Revise the records below so that every "in this photo" becomes "in this image" and nothing else changes. Leave the pictures out of your answer.

§ **Point labeling records**:
╭──
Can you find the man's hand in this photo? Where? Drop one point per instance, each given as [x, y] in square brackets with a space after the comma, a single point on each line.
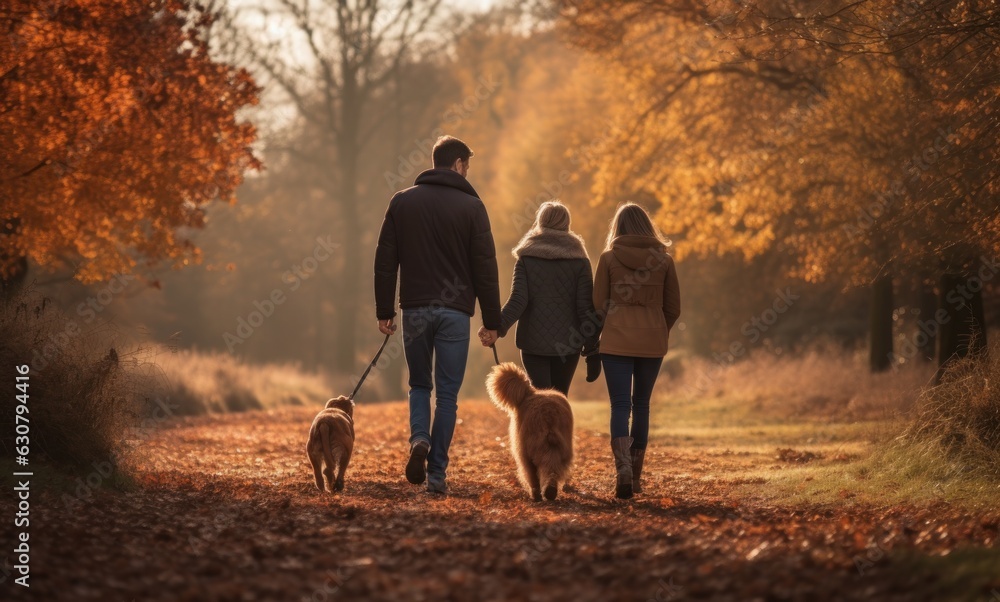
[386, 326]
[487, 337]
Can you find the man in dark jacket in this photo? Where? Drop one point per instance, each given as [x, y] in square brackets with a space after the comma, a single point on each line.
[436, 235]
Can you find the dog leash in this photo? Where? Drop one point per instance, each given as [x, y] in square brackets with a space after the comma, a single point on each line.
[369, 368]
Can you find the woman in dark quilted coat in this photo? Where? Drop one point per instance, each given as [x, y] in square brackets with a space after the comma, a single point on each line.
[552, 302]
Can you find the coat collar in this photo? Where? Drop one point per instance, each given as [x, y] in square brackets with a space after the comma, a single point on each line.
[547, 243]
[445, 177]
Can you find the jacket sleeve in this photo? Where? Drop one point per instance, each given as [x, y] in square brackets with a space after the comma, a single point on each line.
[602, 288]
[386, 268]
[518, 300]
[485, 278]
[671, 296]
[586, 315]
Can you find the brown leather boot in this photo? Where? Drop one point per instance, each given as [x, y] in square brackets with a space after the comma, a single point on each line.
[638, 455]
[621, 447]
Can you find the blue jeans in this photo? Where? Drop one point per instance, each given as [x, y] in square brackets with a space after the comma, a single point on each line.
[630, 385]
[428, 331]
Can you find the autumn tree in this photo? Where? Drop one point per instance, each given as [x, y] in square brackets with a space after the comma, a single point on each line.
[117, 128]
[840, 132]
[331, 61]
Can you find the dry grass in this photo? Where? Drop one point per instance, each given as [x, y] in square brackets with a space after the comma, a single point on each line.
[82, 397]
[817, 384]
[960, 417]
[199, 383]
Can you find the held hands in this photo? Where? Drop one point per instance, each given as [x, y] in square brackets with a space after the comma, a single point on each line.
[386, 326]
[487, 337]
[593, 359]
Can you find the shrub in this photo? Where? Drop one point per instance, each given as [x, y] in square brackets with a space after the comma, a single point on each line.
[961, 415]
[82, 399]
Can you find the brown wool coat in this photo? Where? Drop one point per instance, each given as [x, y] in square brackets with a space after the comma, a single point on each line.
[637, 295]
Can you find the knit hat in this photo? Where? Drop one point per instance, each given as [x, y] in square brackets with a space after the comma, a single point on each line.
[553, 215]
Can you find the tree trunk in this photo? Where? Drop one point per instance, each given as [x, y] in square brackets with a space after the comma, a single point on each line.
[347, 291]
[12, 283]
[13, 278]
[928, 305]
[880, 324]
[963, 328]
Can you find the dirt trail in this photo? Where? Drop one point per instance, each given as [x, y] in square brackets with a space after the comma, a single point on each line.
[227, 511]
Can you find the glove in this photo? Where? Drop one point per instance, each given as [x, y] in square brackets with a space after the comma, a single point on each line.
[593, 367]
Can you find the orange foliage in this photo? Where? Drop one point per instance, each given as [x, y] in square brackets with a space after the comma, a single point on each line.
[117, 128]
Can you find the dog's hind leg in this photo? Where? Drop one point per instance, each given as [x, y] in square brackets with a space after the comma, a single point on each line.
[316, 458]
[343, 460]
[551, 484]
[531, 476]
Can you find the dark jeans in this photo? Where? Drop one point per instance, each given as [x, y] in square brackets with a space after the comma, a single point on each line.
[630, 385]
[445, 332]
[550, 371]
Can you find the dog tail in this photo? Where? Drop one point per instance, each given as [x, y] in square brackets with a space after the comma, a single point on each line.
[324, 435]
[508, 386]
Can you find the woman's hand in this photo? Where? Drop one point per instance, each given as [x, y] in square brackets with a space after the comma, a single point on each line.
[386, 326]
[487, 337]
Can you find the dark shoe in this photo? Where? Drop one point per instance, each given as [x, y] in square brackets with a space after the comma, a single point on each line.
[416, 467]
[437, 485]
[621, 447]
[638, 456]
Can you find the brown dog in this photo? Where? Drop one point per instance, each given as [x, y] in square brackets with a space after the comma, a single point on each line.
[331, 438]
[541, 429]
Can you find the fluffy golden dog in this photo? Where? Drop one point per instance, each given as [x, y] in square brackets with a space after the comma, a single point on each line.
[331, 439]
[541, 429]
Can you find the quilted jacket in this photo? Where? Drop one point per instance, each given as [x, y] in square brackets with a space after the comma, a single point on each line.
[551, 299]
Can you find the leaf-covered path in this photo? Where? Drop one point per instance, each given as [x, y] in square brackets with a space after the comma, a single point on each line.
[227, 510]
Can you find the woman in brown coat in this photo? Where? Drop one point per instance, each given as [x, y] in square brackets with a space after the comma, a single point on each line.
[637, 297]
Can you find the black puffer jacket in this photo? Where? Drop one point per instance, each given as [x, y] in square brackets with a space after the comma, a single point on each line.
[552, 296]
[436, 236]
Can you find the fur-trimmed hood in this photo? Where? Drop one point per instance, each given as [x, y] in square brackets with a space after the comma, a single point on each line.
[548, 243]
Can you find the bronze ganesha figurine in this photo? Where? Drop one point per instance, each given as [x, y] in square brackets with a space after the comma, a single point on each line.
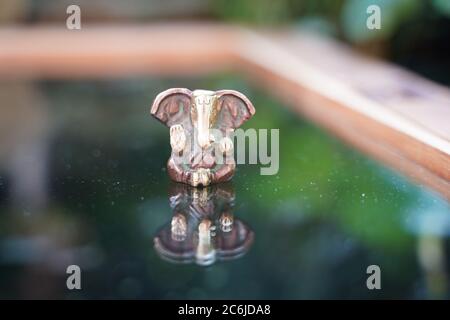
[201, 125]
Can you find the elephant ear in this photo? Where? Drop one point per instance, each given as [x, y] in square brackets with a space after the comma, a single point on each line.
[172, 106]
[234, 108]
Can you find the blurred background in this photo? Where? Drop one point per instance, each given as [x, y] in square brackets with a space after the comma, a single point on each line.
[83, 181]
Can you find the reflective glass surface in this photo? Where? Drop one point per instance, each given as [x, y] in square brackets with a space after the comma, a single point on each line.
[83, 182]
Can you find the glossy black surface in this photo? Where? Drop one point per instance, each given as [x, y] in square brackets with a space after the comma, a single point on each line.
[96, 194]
╰──
§ **ANSWER TO THE PROBLEM**:
Can you find the man's hand in this image? Where? Drop one point per instance, each given as [x, y] in square brackets with a space after the comma, a single point on each line.
[386, 326]
[487, 337]
Can you find the man in dark jacket in this image? Where? Drop one point per instance, each given as [x, y] in square brackets with a space after the comma, a single point on each line.
[436, 235]
Can you find the dog leash in this image? Where? Drop one point per instance, each given as [x, y] in square brackets with a space after the comma, a single point on each line.
[369, 368]
Can you find the woman in dark quilted coat in this image? Where? Drop one point per instance, each given as [x, y] in square brackets with a space after the comma, a single point on each line.
[552, 302]
Can you find the coat collar in this image? Where? Drop one point per instance, each given as [x, y] in square brackets with a space after the comma, a single point on each line.
[547, 243]
[445, 177]
Can you find the jacket sleeve in this image? Where? Drop one point per instance, each given as [x, y] in square brackets with a space after the comma, a single point on each line.
[602, 288]
[386, 268]
[518, 300]
[485, 278]
[671, 296]
[586, 315]
Can you find the brown leather boot in this image? Where? Drop one point per instance, each given as [x, y] in square brackets with a space after the comma, a single point on each line.
[638, 455]
[621, 447]
Can you find the blue jeans in this image? Where? Drop one point per instance, each given as [x, y] in square brackets with a space after the comma, a single point on each line.
[630, 385]
[428, 331]
Can you find the autumn tree in this image? Where? Drop one point per instance, each given as [x, y] in square brackets with a space after the comma, a single point on each line.
[117, 128]
[840, 132]
[331, 61]
Can you find the dry grass in this image? Where? Drop one point per instance, each given as [x, y] in square brackets with a space after the comma, a single point on each line.
[82, 397]
[817, 384]
[960, 417]
[199, 383]
Can you find the held hands in this image? Where? Drop one point per instance, each given as [x, y] in square brackets with a space after the comma, a single point on each line.
[386, 326]
[487, 337]
[593, 359]
Can you find the shrub in this image? Where? Drop one point per instance, each given as [x, y] in square brackets with a space after the comma, a single point on each line.
[961, 415]
[82, 399]
Can you find the brown wool coat in this image? Where? Drop one point per instance, each given as [x, y] in square brackets with a space after the comma, a single point on each line.
[637, 295]
Can you find the knit hat in this image? Where? Drop one point per instance, each given as [x, y] in square brackets with a space after the comma, a single point on each line.
[553, 215]
Can you find the tree trunk in this image? Where? Drop one point per instance, each given as [x, y] in square brackets with a space after the comma, a single point on each line.
[347, 291]
[12, 283]
[13, 278]
[928, 305]
[880, 324]
[963, 328]
Can you find the dirt trail in this image? Where? Drop one point per instance, each given as [x, y] in square brackets with a space after the comma, a single point on each line.
[227, 511]
Can you find the glove in this image? Where? Drop one point per instance, each given as [x, y] in square brackets with a space after the comma, a single point on each line.
[593, 367]
Can you find the orange foliage in this image? Where? Drop one point per instance, each given as [x, y] in square brackets with a space after the comma, a single point on each line.
[117, 128]
Can you find the dog's hind leg in this image? Where? Drop one point per instance, each given as [x, y] in square brackets with a space after the comma, a single point on each line.
[316, 458]
[343, 460]
[551, 484]
[531, 476]
Can you find the dark jeans in this image? Where? Drop one point per instance, each given as [x, y] in square brackets with a space after the comma, a single point on each line.
[630, 385]
[445, 332]
[550, 371]
Can you find the dog tail in this image? Where? Drop one point per instance, each given as [x, y] in square brackets with a space after the comma, a single point on each line.
[324, 435]
[508, 386]
Can you find the woman's hand in this image? Where? Drop one point per instance, each given as [x, y] in square brackets with a space after the comma, a single point on each line.
[386, 326]
[487, 337]
Can you find the dark shoe in this image? Where? Drop one point per instance, each given as [x, y] in square brackets with a space after the comma, a single point on each line.
[416, 467]
[437, 485]
[621, 447]
[638, 456]
Can you find the brown dog in this image? Where? Drop one point per instance, each given as [x, y] in square brackets with a space after the comma, a single point on each line.
[331, 438]
[541, 429]
Can you find the fluffy golden dog in this image? Where? Drop one point per instance, each given as [x, y] in square brackets with a space after the comma, a single point on each line.
[331, 439]
[541, 429]
Can you find the quilted jacket in this image? Where? Drop one point per instance, each given as [x, y] in square brackets with a space after the comma, a single point on each line.
[551, 299]
Can you find the leaf-covered path in this image? Where? Drop one point per instance, each given as [x, y] in square brackets with a space after the comma, a single point on each line.
[227, 510]
Can you find the woman in brown coat in this image? Where? Drop one point per instance, each given as [x, y] in square brackets with a space after the comma, a single point on each line.
[637, 297]
Can you find the black puffer jacket in this image? Where? Drop one point per instance, each given as [x, y] in square brackets with a space after the comma, a single point on each line.
[552, 296]
[436, 236]
Can you find the fur-trimmed hood in this image? Where? Drop one point per instance, each given as [x, y] in square brackets with a space after the comma, a single point on each line.
[548, 243]
Can you find the bronze ganesha figurine in this image? Where? Drop one point per instance, each given as [x, y] in square brackets with a space after the comma, a single point on each line.
[201, 125]
Can you find the elephant ear in this image? Where? Drop one point per instance, each given as [x, y] in square brackets with a space after the comma, a single point on each line.
[172, 106]
[234, 108]
Can you find the blurred background in this image? Where? Drop one point per instance, each given as [x, y] in square brackets with a space after the comma, a single point on each line.
[83, 181]
Can you find the reflective glass surface in this image? Where? Drop one point per instance, each given as [x, y] in square brackets with a space after the comma, a single point on each line.
[83, 182]
Can you find the glossy black surface in this image? Where? Drop one point per instance, each given as [x, y] in square brackets with a space after the comma, a single point on each line.
[96, 194]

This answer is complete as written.